Aim
Pull out and copy every line of the records below that contains the string "Input". A match must have the same capitalization.
# START OF Extracted data
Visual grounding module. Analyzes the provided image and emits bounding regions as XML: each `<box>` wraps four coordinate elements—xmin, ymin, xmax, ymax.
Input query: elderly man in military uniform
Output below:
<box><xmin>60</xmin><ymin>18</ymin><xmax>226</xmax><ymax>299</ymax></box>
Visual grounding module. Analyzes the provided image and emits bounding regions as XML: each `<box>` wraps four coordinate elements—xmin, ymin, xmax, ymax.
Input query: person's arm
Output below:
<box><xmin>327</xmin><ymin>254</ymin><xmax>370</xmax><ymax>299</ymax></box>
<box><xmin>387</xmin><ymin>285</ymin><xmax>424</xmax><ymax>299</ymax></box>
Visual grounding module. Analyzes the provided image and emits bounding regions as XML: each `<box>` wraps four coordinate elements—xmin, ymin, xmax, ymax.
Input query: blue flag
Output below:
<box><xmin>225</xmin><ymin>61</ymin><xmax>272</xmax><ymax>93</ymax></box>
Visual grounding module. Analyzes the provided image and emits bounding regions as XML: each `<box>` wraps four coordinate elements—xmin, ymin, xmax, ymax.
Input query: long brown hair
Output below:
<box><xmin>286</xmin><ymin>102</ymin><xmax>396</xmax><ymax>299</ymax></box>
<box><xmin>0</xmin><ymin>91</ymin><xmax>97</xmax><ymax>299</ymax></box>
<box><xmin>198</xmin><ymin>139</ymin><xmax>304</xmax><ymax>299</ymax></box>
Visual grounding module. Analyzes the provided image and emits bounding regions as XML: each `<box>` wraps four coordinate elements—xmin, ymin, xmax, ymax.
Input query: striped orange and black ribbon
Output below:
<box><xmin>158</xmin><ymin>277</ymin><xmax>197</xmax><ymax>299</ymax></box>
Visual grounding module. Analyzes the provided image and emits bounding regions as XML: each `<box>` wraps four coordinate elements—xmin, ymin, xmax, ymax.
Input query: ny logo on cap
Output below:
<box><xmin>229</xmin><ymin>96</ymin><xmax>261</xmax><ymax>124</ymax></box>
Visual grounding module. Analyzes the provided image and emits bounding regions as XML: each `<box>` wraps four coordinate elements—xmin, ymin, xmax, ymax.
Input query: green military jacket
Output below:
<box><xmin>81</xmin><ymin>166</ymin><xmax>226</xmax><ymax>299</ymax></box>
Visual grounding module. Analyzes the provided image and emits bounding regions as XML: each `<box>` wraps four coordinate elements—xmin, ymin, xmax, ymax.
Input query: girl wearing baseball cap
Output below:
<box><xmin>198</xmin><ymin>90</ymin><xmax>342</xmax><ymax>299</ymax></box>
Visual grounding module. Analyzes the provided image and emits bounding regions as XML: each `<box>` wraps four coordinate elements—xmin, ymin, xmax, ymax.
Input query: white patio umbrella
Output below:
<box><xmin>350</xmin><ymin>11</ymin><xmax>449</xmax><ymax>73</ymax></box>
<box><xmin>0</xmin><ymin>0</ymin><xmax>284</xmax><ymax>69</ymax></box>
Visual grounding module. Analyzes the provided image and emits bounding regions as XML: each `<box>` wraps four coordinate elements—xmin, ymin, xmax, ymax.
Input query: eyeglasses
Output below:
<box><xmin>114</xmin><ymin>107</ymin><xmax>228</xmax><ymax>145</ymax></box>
# END OF Extracted data
Solution
Input query: elderly man in military uniform
Input query: person's arm
Input query: blue flag
Input query: long brown hair
Input query: striped orange and black ribbon
Input query: ny logo on cap
Input query: green military jacket
Input query: girl wearing baseball cap
Input query: white patio umbrella
Input query: eyeglasses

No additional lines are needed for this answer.